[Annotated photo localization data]
* * *
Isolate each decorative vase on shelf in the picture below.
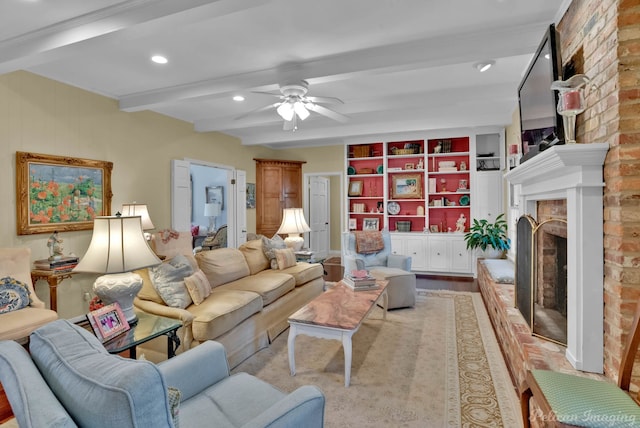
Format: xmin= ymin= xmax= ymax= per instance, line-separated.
xmin=551 ymin=74 xmax=590 ymax=145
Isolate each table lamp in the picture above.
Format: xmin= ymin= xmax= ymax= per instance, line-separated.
xmin=204 ymin=202 xmax=220 ymax=233
xmin=73 ymin=215 xmax=161 ymax=323
xmin=121 ymin=203 xmax=154 ymax=240
xmin=276 ymin=208 xmax=311 ymax=251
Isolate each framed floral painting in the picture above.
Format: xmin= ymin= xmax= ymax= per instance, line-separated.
xmin=16 ymin=152 xmax=113 ymax=235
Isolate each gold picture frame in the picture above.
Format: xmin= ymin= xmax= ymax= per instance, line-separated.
xmin=348 ymin=180 xmax=364 ymax=196
xmin=16 ymin=151 xmax=113 ymax=235
xmin=391 ymin=174 xmax=422 ymax=199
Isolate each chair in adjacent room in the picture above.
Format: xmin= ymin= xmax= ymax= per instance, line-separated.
xmin=520 ymin=298 xmax=640 ymax=427
xmin=342 ymin=229 xmax=416 ymax=309
xmin=0 ymin=247 xmax=58 ymax=342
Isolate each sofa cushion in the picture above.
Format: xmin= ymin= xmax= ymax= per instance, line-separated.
xmin=196 ymin=248 xmax=251 ymax=288
xmin=150 ymin=254 xmax=194 ymax=309
xmin=274 ymin=248 xmax=297 ymax=270
xmin=238 ymin=239 xmax=269 ymax=275
xmin=188 ymin=290 xmax=263 ymax=341
xmin=29 ymin=319 xmax=174 ymax=428
xmin=264 ymin=262 xmax=324 ymax=287
xmin=262 ymin=235 xmax=287 ymax=270
xmin=0 ymin=306 xmax=58 ymax=340
xmin=0 ymin=276 xmax=31 ymax=314
xmin=184 ymin=269 xmax=212 ymax=305
xmin=221 ymin=273 xmax=295 ymax=306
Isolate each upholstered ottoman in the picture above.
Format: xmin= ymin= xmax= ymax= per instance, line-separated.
xmin=370 ymin=267 xmax=416 ymax=309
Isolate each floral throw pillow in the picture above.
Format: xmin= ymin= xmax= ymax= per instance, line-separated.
xmin=262 ymin=235 xmax=287 ymax=269
xmin=0 ymin=276 xmax=31 ymax=314
xmin=275 ymin=248 xmax=297 ymax=270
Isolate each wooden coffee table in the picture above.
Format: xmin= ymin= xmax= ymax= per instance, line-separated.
xmin=287 ymin=279 xmax=388 ymax=387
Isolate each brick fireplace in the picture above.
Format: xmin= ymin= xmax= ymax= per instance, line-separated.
xmin=505 ymin=143 xmax=609 ymax=373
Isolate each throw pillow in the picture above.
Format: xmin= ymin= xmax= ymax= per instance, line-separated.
xmin=0 ymin=276 xmax=31 ymax=314
xmin=184 ymin=269 xmax=211 ymax=305
xmin=262 ymin=235 xmax=287 ymax=269
xmin=274 ymin=248 xmax=297 ymax=270
xmin=149 ymin=254 xmax=194 ymax=309
xmin=168 ymin=387 xmax=181 ymax=428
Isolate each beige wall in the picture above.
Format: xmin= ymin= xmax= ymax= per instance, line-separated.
xmin=0 ymin=71 xmax=343 ymax=317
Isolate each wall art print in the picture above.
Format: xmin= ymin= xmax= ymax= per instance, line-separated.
xmin=16 ymin=152 xmax=113 ymax=235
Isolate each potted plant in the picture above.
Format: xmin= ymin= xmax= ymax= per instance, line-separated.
xmin=464 ymin=213 xmax=511 ymax=258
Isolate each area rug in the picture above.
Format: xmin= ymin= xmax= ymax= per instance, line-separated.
xmin=232 ymin=290 xmax=520 ymax=427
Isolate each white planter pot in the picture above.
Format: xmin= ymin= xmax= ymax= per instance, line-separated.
xmin=477 ymin=248 xmax=503 ymax=259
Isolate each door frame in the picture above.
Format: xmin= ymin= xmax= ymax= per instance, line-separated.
xmin=303 ymin=171 xmax=344 ymax=256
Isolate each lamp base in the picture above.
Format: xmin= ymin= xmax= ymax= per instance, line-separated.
xmin=284 ymin=234 xmax=305 ymax=251
xmin=93 ymin=272 xmax=143 ymax=324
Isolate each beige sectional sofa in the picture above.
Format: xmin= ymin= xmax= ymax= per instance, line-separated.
xmin=133 ymin=238 xmax=324 ymax=368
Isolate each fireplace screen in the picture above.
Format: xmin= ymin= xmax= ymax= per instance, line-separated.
xmin=515 ymin=215 xmax=568 ymax=345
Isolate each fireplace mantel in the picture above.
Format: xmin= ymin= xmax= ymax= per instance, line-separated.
xmin=505 ymin=143 xmax=609 ymax=373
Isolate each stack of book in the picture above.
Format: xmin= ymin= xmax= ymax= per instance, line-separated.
xmin=33 ymin=256 xmax=79 ymax=272
xmin=343 ymin=270 xmax=379 ymax=291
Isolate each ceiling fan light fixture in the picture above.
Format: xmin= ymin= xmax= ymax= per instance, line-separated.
xmin=294 ymin=102 xmax=310 ymax=120
xmin=277 ymin=102 xmax=294 ymax=121
xmin=475 ymin=60 xmax=495 ymax=72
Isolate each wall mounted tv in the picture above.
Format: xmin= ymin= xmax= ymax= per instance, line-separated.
xmin=518 ymin=24 xmax=563 ymax=161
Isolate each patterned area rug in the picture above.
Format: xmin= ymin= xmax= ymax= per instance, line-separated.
xmin=233 ymin=290 xmax=520 ymax=427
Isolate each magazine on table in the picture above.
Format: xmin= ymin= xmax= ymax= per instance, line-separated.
xmin=343 ymin=270 xmax=378 ymax=290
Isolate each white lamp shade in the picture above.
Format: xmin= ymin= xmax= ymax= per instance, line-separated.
xmin=74 ymin=216 xmax=161 ymax=274
xmin=120 ymin=203 xmax=154 ymax=230
xmin=277 ymin=208 xmax=311 ymax=235
xmin=277 ymin=102 xmax=294 ymax=121
xmin=204 ymin=202 xmax=220 ymax=217
xmin=293 ymin=102 xmax=310 ymax=120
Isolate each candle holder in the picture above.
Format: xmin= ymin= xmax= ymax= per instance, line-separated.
xmin=551 ymin=74 xmax=590 ymax=144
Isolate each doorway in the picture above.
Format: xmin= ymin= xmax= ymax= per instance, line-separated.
xmin=304 ymin=172 xmax=343 ymax=259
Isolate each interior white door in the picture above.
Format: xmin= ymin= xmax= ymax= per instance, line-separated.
xmin=171 ymin=159 xmax=192 ymax=231
xmin=309 ymin=176 xmax=330 ymax=258
xmin=235 ymin=169 xmax=247 ymax=246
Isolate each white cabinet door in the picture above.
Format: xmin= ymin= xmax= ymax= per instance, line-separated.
xmin=450 ymin=237 xmax=472 ymax=272
xmin=427 ymin=235 xmax=472 ymax=274
xmin=427 ymin=236 xmax=449 ymax=271
xmin=474 ymin=171 xmax=503 ymax=222
xmin=406 ymin=236 xmax=428 ymax=271
xmin=390 ymin=234 xmax=405 ymax=256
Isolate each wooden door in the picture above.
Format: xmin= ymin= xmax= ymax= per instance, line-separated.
xmin=255 ymin=159 xmax=305 ymax=237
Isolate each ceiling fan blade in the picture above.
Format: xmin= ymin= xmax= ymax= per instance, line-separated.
xmin=306 ymin=95 xmax=344 ymax=104
xmin=307 ymin=103 xmax=349 ymax=123
xmin=234 ymin=102 xmax=280 ymax=121
xmin=252 ymin=90 xmax=285 ymax=98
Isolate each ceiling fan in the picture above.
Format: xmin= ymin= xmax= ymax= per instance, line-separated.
xmin=237 ymin=80 xmax=349 ymax=131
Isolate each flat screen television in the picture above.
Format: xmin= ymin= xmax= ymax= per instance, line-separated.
xmin=518 ymin=24 xmax=563 ymax=160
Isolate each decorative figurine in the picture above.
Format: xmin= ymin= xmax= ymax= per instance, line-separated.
xmin=433 ymin=142 xmax=442 ymax=154
xmin=47 ymin=231 xmax=64 ymax=260
xmin=455 ymin=214 xmax=466 ymax=233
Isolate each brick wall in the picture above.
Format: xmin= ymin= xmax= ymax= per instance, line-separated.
xmin=558 ymin=0 xmax=640 ymax=383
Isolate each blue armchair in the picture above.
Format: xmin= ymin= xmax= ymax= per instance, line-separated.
xmin=0 ymin=319 xmax=325 ymax=428
xmin=342 ymin=230 xmax=416 ymax=309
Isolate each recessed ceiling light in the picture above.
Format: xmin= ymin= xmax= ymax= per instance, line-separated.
xmin=151 ymin=55 xmax=168 ymax=64
xmin=474 ymin=60 xmax=495 ymax=72
xmin=233 ymin=95 xmax=245 ymax=102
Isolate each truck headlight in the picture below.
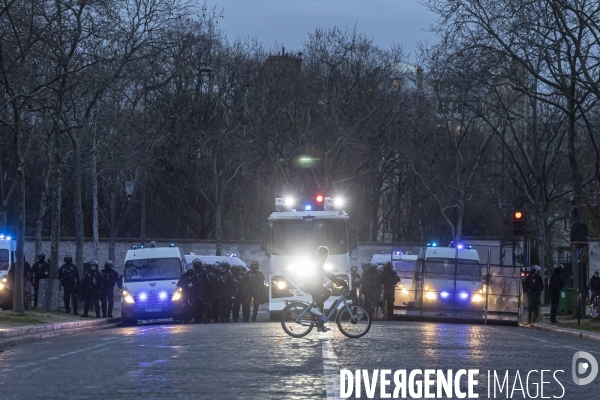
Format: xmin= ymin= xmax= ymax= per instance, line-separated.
xmin=0 ymin=282 xmax=4 ymax=290
xmin=472 ymin=294 xmax=484 ymax=303
xmin=425 ymin=291 xmax=436 ymax=300
xmin=273 ymin=280 xmax=287 ymax=290
xmin=122 ymin=290 xmax=135 ymax=304
xmin=172 ymin=287 xmax=183 ymax=301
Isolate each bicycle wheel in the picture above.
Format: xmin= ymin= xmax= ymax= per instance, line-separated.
xmin=336 ymin=304 xmax=371 ymax=338
xmin=281 ymin=302 xmax=315 ymax=338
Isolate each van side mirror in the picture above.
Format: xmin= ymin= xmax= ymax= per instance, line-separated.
xmin=260 ymin=227 xmax=268 ymax=252
xmin=349 ymin=226 xmax=358 ymax=250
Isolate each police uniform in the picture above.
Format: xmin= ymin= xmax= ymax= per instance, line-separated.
xmin=58 ymin=260 xmax=80 ymax=314
xmin=101 ymin=262 xmax=120 ymax=318
xmin=82 ymin=264 xmax=103 ymax=318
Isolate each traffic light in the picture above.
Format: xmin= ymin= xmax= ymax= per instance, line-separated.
xmin=513 ymin=211 xmax=524 ymax=236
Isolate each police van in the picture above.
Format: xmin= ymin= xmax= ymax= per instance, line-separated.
xmin=0 ymin=235 xmax=16 ymax=309
xmin=120 ymin=245 xmax=186 ymax=326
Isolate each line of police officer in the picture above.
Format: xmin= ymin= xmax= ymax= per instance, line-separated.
xmin=176 ymin=259 xmax=265 ymax=323
xmin=27 ymin=253 xmax=120 ymax=318
xmin=353 ymin=261 xmax=400 ymax=319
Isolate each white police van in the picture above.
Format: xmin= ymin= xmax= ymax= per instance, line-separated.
xmin=120 ymin=245 xmax=186 ymax=326
xmin=0 ymin=235 xmax=16 ymax=309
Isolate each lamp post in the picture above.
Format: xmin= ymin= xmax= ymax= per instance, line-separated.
xmin=125 ymin=181 xmax=134 ymax=201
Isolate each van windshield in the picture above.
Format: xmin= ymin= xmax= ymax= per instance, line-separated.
xmin=424 ymin=257 xmax=481 ymax=282
xmin=124 ymin=258 xmax=182 ymax=282
xmin=0 ymin=249 xmax=9 ymax=270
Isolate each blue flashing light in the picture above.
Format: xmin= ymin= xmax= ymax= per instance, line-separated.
xmin=431 ymin=242 xmax=437 ymax=247
xmin=304 ymin=205 xmax=312 ymax=211
xmin=159 ymin=291 xmax=168 ymax=300
xmin=169 ymin=243 xmax=175 ymax=247
xmin=5 ymin=236 xmax=10 ymax=241
xmin=132 ymin=245 xmax=138 ymax=249
xmin=0 ymin=235 xmax=4 ymax=239
xmin=457 ymin=244 xmax=464 ymax=250
xmin=440 ymin=291 xmax=450 ymax=299
xmin=459 ymin=292 xmax=469 ymax=300
xmin=139 ymin=292 xmax=148 ymax=301
xmin=140 ymin=245 xmax=144 ymax=249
* * *
▶ [EXERCISE GOAL]: For this exercise, please output exactly the lines above starting at the line with "Isolate each framed" and ending at the line with "Isolate each brick fireplace", ends included.

▶ [THE COMPLETED TASK]:
Isolate each framed floral painting in the picture above.
Format: xmin= ymin= xmax= ymax= per instance, line-separated.
xmin=16 ymin=152 xmax=113 ymax=235
Isolate each gold picture frame in the picture above.
Format: xmin= ymin= xmax= ymax= per instance, line-separated.
xmin=348 ymin=180 xmax=364 ymax=196
xmin=16 ymin=151 xmax=113 ymax=235
xmin=391 ymin=174 xmax=422 ymax=199
Isolate each chair in adjacent room in the picture above.
Format: xmin= ymin= xmax= ymax= per instance, line-separated.
xmin=520 ymin=298 xmax=640 ymax=427
xmin=342 ymin=229 xmax=416 ymax=309
xmin=0 ymin=247 xmax=58 ymax=342
Isolate each sofa cushion in the picture above.
Format: xmin= ymin= xmax= ymax= per instance, line-separated.
xmin=196 ymin=248 xmax=251 ymax=288
xmin=150 ymin=254 xmax=194 ymax=309
xmin=274 ymin=248 xmax=297 ymax=270
xmin=238 ymin=239 xmax=269 ymax=275
xmin=188 ymin=290 xmax=263 ymax=341
xmin=29 ymin=319 xmax=174 ymax=428
xmin=264 ymin=262 xmax=324 ymax=287
xmin=262 ymin=235 xmax=287 ymax=270
xmin=0 ymin=306 xmax=58 ymax=340
xmin=0 ymin=276 xmax=31 ymax=314
xmin=184 ymin=269 xmax=212 ymax=305
xmin=221 ymin=273 xmax=295 ymax=306
Isolate each upholstered ottoman in the picture above.
Format: xmin= ymin= xmax= ymax= per instance, line-separated.
xmin=370 ymin=267 xmax=416 ymax=309
Isolate each floral throw pillow in the picture above.
Format: xmin= ymin= xmax= ymax= per instance, line-separated.
xmin=262 ymin=235 xmax=287 ymax=269
xmin=0 ymin=276 xmax=31 ymax=314
xmin=275 ymin=248 xmax=297 ymax=270
Isolate each wooden coffee table in the picture above.
Format: xmin= ymin= xmax= ymax= per instance, line-separated.
xmin=287 ymin=279 xmax=388 ymax=387
Isolate each brick fireplace in the picture above.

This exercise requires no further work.